### Extrait du document

© getty images

Comment baliser le droit moral des auteurs? (débat)

Ludivine Ponciau
Ludivine Ponciau Journaliste au Vif

Une concertation indispensable entre ayant droits et auteurs. Les vues d’Emmanuel Pierrat et de Benoît Mouchart.

Emmanuel Pierrat, avocat en droit intellectuel: : «Le droit moral est à géométrie très variable»

Avocat spécialisé en droit de la propriété intellectuelle, Emmanuel Pierrat est intervenu dans de nombreuses affaires liées à l’exploitation d’œuvres. Il met en évidence l’importance de la concertation entre les ayants droit et l’éditeur.

La sortie, annoncée puis suspendue, d’un nouvel album de Gaston Lagaffe pose la question des prérogatives des héritiers et des exploitants. Que dit le droit?

(Entrées de données extraites)
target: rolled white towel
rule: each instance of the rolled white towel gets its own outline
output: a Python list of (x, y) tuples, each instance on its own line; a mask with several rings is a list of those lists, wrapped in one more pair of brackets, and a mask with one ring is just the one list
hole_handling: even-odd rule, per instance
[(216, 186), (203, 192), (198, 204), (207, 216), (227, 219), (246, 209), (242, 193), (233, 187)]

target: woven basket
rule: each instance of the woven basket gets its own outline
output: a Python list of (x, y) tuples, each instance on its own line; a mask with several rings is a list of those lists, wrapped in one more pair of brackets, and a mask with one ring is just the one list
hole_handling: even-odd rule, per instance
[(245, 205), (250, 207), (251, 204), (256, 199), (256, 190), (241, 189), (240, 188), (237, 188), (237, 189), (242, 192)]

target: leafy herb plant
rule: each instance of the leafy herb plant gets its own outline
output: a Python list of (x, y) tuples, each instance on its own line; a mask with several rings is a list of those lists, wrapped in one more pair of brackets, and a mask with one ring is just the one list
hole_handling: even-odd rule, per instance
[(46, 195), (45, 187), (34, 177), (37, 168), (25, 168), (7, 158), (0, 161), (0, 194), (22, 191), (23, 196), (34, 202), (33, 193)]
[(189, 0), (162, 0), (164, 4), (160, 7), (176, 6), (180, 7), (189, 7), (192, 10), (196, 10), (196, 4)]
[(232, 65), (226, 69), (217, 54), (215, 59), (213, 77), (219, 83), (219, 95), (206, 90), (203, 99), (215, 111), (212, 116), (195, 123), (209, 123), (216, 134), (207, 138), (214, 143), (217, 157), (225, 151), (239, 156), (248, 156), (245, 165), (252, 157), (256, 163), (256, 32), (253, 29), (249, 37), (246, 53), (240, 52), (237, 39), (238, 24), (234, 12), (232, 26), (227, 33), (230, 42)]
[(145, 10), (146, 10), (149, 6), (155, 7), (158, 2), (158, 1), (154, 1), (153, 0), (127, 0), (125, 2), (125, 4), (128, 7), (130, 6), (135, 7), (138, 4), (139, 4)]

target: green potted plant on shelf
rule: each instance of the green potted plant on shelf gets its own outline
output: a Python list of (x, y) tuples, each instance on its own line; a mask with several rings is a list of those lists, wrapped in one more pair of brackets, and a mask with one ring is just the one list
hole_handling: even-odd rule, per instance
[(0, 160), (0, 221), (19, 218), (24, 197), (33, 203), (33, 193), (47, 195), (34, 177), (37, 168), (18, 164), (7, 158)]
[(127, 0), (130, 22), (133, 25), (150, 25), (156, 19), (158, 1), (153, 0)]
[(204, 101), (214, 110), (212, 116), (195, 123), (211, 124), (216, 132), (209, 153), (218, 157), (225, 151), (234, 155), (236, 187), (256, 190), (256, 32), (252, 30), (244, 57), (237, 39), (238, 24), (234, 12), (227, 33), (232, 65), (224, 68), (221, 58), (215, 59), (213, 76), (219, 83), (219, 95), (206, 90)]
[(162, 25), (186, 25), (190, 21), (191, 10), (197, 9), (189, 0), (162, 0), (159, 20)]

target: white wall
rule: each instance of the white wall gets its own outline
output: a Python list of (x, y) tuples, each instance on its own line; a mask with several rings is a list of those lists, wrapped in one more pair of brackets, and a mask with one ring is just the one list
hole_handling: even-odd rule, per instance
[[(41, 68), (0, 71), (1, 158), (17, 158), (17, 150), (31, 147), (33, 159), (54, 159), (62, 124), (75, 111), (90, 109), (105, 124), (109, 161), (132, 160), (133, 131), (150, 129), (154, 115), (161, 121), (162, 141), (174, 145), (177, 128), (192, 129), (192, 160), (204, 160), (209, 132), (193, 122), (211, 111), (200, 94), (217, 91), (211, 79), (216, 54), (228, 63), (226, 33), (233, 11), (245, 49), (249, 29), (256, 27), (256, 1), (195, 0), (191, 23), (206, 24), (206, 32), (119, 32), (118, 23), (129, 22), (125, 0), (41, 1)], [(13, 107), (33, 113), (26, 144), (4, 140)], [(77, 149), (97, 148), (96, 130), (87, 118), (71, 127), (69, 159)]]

### Tâche courte A
Indiquez si chacune des affirmations suivantes concorde avec l'extrait sur le droit moral des auteurs, en répondant par oui ou par non et en citant les mots décisifs de l'extrait : (i) Emmanuel Pierrat est avocat spécialisé en droit de la propriété intellectuelle ; (ii) le nouvel album de Gaston Lagaffe est sorti comme prévu ; (iii) Emmanuel Pierrat souligne l'importance de la concertation entre les ayants droit et l'éditeur.
### Tâche courte B
Relevez toutes les personnes et tous les personnages désignés par leur nom dans l'extrait sur le droit moral des auteurs.

### Réponse A
(i) Oui : « Avocat spécialisé en droit de la propriété intellectuelle ».
(ii) Non : « La sortie, annoncée puis suspendue ».
(iii) Oui : « Il met en évidence l’importance de la concertation entre les ayants droit et l’éditeur ».

### Réponse B
Ludivine Ponciau, Emmanuel Pierrat, Benoît Mouchart, Gaston Lagaffe